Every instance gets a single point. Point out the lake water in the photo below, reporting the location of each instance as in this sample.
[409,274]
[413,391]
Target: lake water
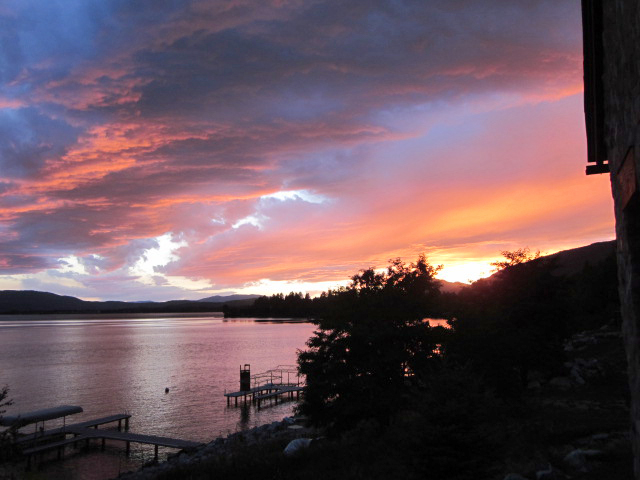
...
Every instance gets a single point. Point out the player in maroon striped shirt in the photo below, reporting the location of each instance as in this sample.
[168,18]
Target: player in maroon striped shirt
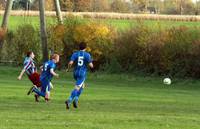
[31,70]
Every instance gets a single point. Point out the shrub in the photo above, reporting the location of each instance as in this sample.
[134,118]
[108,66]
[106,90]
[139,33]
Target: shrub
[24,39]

■ **Task brief**: Copy out the lines above exactly, beginning at the one that contains "Every instance gets a single point. Point out the lake" and ending at the one that contains "Target: lake water".

■ **Task result**:
Every instance gets a single point. Point out the lake water in the photo below, reporting the location of each instance as in this sample.
[409,274]
[413,391]
Target: lake water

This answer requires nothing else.